YOUR INSTRUCTIONS:
Reproduce every entry below precisely; do not include the pictures.

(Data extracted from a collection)
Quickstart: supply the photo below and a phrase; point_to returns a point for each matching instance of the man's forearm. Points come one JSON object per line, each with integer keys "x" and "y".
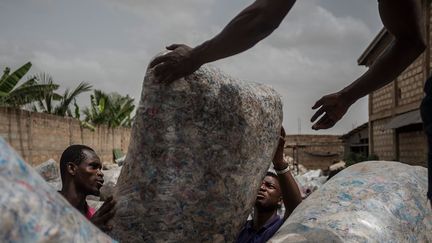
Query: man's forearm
{"x": 248, "y": 28}
{"x": 402, "y": 18}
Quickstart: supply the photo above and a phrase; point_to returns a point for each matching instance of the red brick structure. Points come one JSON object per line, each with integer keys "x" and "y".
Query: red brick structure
{"x": 38, "y": 137}
{"x": 394, "y": 120}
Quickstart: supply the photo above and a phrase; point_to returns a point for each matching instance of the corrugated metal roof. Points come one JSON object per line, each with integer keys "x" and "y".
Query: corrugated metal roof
{"x": 405, "y": 119}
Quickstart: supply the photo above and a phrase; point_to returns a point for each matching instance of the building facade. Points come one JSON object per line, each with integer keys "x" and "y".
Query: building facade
{"x": 395, "y": 126}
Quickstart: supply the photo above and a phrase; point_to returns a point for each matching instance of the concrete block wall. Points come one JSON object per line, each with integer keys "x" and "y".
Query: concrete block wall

THE OUTPUT:
Quickstart: supply the photo below and a phrase; point_to returns a point for each matching instance of the man's forearm. Points come one JSON object per line, each with integer keys "x" and "y".
Query: man's forearm
{"x": 248, "y": 28}
{"x": 402, "y": 18}
Quickstart: supply the photo above and a phrase; point_to returns a point for each matching instance of the red brick structure. Points come one JSON object per line, each with integer keys "x" and "y".
Query: red brick structure
{"x": 38, "y": 137}
{"x": 394, "y": 120}
Quickstart: supply the photo above and a phrase; point_to returns a point for each matching instance of the corrugated metal roof. Points come one JSON object per line, each with integer keys "x" and "y".
Query: corrugated metal roof
{"x": 405, "y": 119}
Quickstart: supply the photo above and a phrase; point_to returns a point for each matching instance of the building facade. Points come one JSON object per line, each with integer keys "x" and "y".
Query: building facade
{"x": 395, "y": 126}
Quickstart: supply the photo above and a phrase; point_to returns a point for each matching instance of the concrete block wall. Points come one JSON object per line, each with integer keys "x" and "y".
Query: concrete block wall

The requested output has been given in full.